▶ _Source_
⟨

The production numbers for the MP-44 are not the problem I have with giving it the title of "first successful assault rifle", it's the ammunition and magazine production. It was pretty rare that enough ammunition and magazines reached the soldiers on the front lines to fully realize the concept in action. Collimatrix has the book on this, and I welcome his contribution in clarifying this statement of mine.

 

Having said that, the MP-44 clearly did crack the code of mass production of the rifles themselves (though by today's standards its stamping operations are maddeningly complex, it was still cheap for the period). Strictly speaking, it may not have been the first assault rifle design built around expeditious mass production, but it was the first to actually achieve the numbers. I haven't written anything on this exact subject yet, but I do consider advanced mass production techniques to be a key ingredient in the assault rifle concept. The ideal assault rifle not only marries the range and striking power of the bolt-action rifle with the automatic fire mode and handiness of the submachine gun, it also strikes a new balance between being sophisticated enough to be capable yet lightweight weapon like the bolt action rifle and being cheap and quick to produce with a minimum of man-hours like a submachine gun. In this, the MP-44 is definitely a success.

⟩

▶ _Dataset section_
⟨

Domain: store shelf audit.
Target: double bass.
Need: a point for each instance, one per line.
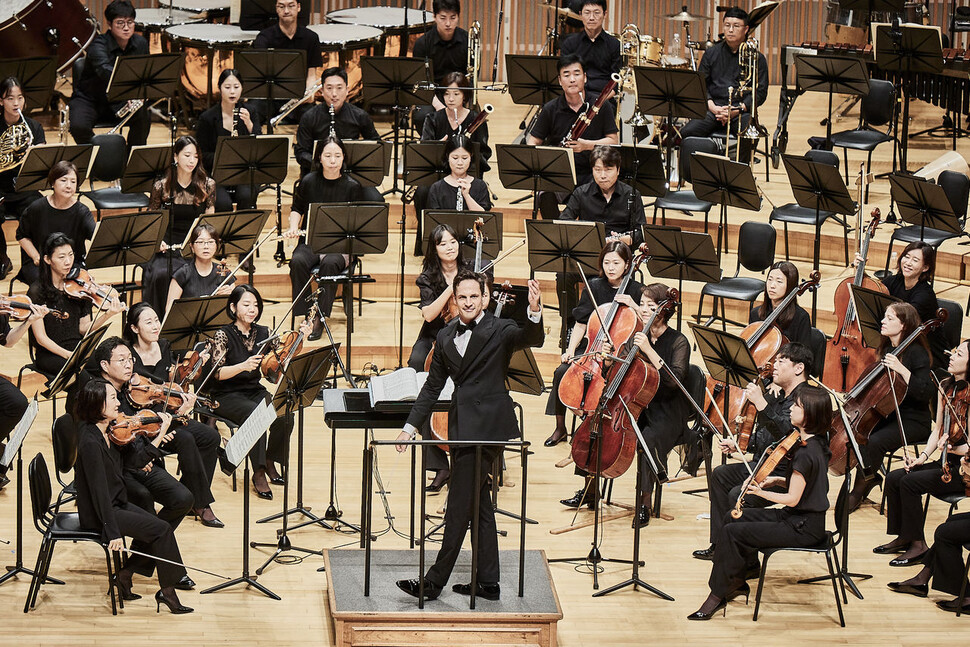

⟩

▶ _Set task A_
Answer each question from the passage on the MP-44.
(i) What kind of production, rather than the rifle's own numbers, does the writer see as the obstacle to calling it the "first successful assault rifle"?
(ii) What did the MP-44 achieve that the writer says earlier designs built around mass production had not?
(iii) Which qualities of the bolt-action rifle and of the submachine gun does the ideal assault rifle combine?
▶ _Set task B_
Carry the passage on the MP-44 forward from its final sentence, keeping the writer's voice.
The listing is drawn from a separate source.

▶ _Written response A_
(i) Ammunition and magazine production.
(ii) It was the first to actually achieve the production numbers.
(iii) The range and striking power of the bolt-action rifle, and the automatic fire mode and handiness of the submachine gun.

▶ _Written response B_
So between these two considerations, can we call the MP-44 successful? Well, I think yes and no. It was never going to be the war-winning tool some feel it could have been; there simply wasn't the support for it. However, as a byproduct of the Nazi regime, it absolutely paved the way for Eastern and Anglo-Belgian developments in the area, though the Americans would reject the rifle as being nothing more than a glorified submachine gun.